◆ Alıştırma ayrıntıları ◆
"As a warehouse robot's perception module, locate red" ifadesini içeren satırdan başlayıp materyalin sonuna kadar uzanan satırları, boş satırları atlayarak numaralı liste olarak verin.

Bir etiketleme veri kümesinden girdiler
------------------------------

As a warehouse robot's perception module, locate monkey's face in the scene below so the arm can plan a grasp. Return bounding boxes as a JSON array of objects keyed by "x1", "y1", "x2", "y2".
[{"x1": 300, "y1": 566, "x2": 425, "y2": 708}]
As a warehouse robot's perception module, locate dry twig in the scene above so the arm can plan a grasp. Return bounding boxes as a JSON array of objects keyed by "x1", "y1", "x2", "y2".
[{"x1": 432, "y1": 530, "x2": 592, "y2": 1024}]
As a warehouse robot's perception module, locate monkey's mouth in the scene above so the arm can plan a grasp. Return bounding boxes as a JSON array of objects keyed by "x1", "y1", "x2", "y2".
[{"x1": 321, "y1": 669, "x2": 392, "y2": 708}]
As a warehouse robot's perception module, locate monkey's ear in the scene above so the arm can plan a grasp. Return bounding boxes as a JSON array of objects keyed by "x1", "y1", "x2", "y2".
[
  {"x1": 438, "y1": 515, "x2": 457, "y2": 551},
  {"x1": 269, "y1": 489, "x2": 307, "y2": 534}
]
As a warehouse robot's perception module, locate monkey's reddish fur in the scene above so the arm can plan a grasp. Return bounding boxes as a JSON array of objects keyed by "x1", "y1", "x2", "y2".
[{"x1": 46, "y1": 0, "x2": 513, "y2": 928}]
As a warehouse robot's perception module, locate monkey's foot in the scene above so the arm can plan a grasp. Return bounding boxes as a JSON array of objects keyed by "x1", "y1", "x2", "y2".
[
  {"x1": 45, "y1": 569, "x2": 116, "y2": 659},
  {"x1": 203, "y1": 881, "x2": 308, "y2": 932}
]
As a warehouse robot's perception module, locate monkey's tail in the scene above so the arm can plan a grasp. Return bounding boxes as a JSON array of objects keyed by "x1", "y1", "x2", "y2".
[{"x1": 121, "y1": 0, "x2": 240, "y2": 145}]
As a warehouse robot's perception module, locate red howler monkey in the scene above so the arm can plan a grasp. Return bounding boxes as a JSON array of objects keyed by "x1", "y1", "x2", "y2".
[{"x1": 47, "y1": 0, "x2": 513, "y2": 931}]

------------------------------

◆ Alıştırmanın cevabı ◆
1. As a warehouse robot's perception module, locate red howler monkey in the scene above so the arm can plan a grasp. Return bounding boxes as a JSON array of objects keyed by "x1", "y1", "x2", "y2".
2. [{"x1": 47, "y1": 0, "x2": 513, "y2": 931}]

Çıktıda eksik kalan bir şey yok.